Reproduce all the material exactly, minus any pictures it holds.

================================

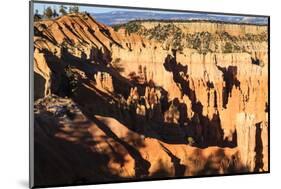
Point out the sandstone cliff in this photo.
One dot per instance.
(153, 107)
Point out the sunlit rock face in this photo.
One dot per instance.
(192, 100)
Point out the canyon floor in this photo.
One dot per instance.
(148, 99)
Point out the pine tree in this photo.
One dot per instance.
(48, 12)
(62, 10)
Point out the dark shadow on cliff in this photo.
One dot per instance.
(258, 149)
(230, 79)
(179, 168)
(141, 165)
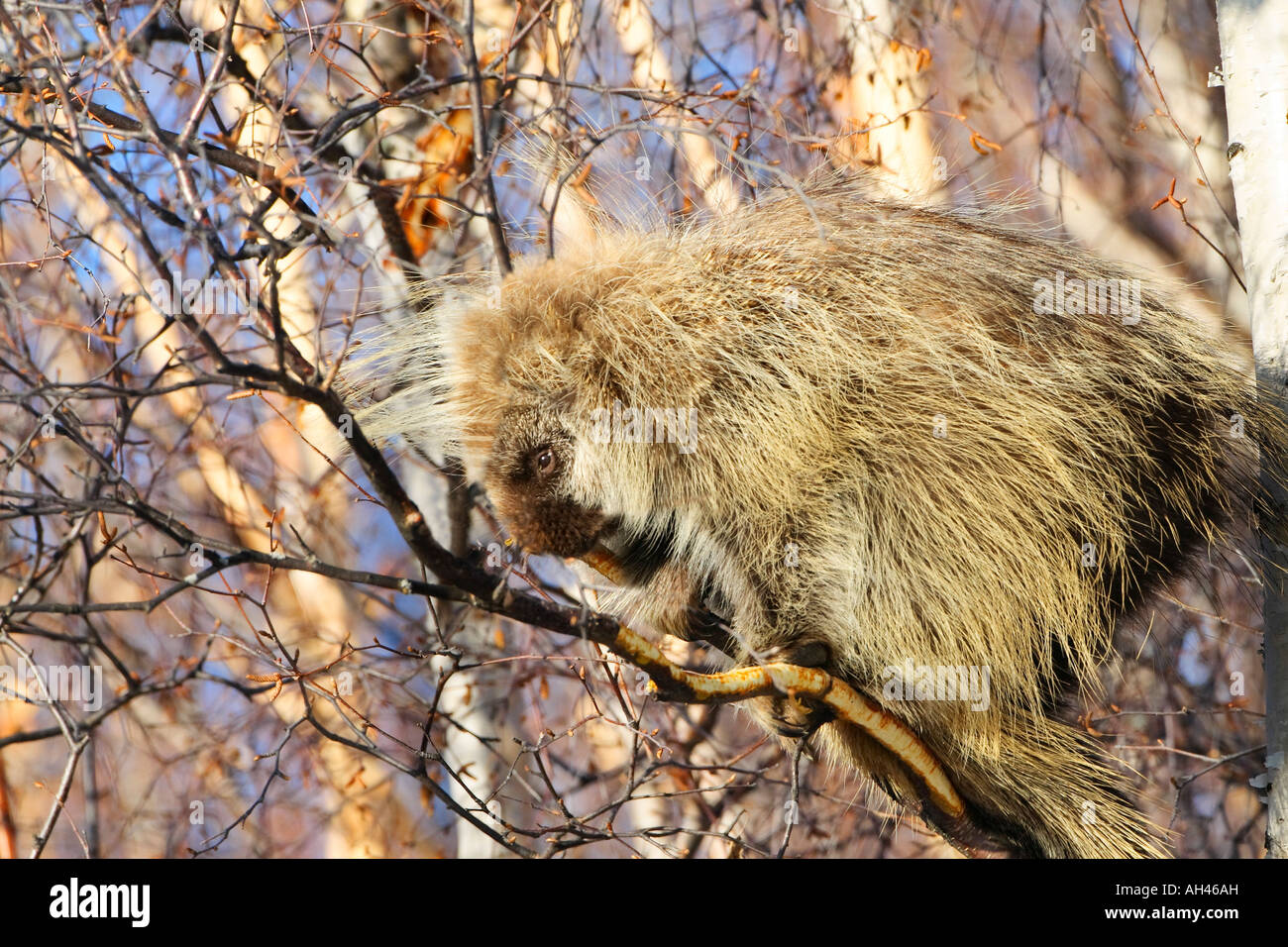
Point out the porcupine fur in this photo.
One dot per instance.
(896, 458)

================================

▶ [Written answer]
Point out the sandstone cliff in this photo.
One dot per instance.
(153, 107)
Point out the sunlit rock face in this photo.
One dot per instance.
(192, 100)
Point out the canyon floor in this photo.
One dot per instance.
(148, 99)
Point out the pine tree in this photo.
One dot per instance.
(48, 12)
(62, 10)
Point out the dark shadow on cliff in this photo.
One dot per instance.
(258, 149)
(230, 79)
(179, 168)
(141, 165)
Point out the porcupine fur in this photo.
One dot per instance.
(896, 458)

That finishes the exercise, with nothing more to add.